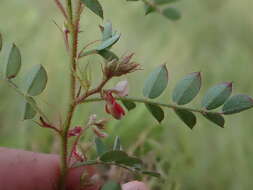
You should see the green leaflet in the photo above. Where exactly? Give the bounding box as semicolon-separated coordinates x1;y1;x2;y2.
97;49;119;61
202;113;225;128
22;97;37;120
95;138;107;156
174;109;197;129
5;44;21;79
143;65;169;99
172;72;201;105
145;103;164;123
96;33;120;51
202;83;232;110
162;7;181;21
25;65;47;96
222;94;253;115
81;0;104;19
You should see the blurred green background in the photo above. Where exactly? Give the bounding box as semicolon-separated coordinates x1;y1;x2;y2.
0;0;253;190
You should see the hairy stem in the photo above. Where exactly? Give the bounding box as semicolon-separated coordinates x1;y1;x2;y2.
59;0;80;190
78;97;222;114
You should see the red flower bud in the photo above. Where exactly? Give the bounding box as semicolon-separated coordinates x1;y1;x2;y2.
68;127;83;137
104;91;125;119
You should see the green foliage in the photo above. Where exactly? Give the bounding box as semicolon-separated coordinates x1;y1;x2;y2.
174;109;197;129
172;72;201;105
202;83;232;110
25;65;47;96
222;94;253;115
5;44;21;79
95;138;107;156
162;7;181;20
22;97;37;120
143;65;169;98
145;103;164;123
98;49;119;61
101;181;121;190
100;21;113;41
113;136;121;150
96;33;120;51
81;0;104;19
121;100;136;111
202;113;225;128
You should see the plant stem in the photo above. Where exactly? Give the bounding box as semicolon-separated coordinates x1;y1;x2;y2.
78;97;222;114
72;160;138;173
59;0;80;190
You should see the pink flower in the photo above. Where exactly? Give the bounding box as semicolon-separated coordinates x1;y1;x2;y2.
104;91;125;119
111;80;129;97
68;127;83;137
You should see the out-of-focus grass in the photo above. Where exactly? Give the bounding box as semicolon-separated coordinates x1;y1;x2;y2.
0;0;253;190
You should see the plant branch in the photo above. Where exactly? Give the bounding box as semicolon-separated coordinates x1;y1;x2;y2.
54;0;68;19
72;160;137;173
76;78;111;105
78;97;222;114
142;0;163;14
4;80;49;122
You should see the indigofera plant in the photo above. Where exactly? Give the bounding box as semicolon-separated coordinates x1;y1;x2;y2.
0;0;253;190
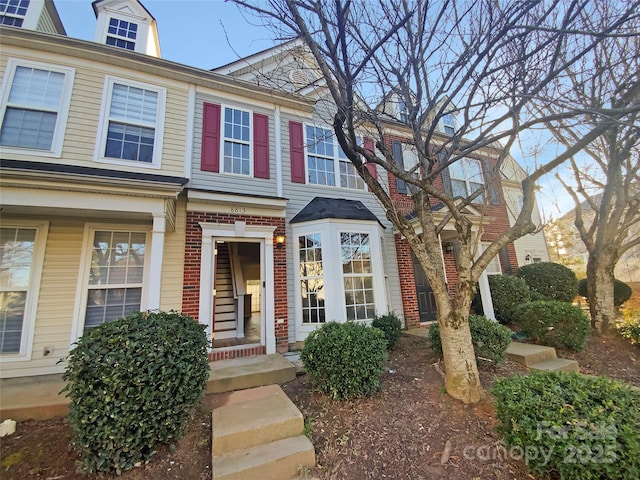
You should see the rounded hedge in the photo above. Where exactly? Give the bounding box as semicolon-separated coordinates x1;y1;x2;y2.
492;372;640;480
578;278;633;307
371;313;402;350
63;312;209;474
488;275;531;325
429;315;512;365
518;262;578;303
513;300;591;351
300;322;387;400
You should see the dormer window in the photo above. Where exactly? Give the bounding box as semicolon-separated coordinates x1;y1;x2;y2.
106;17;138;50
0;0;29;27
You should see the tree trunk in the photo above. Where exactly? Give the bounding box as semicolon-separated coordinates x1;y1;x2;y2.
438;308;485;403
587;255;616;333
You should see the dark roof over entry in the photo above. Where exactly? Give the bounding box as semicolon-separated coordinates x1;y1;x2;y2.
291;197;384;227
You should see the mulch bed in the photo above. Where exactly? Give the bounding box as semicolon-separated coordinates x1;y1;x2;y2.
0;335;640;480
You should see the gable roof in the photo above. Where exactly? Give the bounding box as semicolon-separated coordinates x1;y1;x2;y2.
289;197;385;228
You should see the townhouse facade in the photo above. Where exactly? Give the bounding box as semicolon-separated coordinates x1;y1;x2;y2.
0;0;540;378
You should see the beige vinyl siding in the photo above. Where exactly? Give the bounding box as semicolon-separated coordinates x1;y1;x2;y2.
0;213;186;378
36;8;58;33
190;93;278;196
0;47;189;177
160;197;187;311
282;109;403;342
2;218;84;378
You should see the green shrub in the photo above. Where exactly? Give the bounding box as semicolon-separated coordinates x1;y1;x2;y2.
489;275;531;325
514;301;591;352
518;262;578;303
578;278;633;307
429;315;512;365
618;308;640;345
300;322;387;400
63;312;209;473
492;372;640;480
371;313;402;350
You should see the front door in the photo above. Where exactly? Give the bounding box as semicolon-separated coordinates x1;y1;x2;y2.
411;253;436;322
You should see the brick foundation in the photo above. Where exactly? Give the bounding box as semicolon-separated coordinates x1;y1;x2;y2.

> [WHAT THE TASK ASKS]: Pull out every line of the material above that contains the word "roof", and copy each of those lines in full.

> [RESPONSE TO THIS TASK]:
You should see the dark roof over entry in the photo above. Where exactly? Give the bounding box as semicolon-separated coordinates x1;y1;x2;y2.
You should see the gable roof in the photo above. Where exactly? Give the bounding box as semicolon-separated coordinates x1;y1;x2;y2.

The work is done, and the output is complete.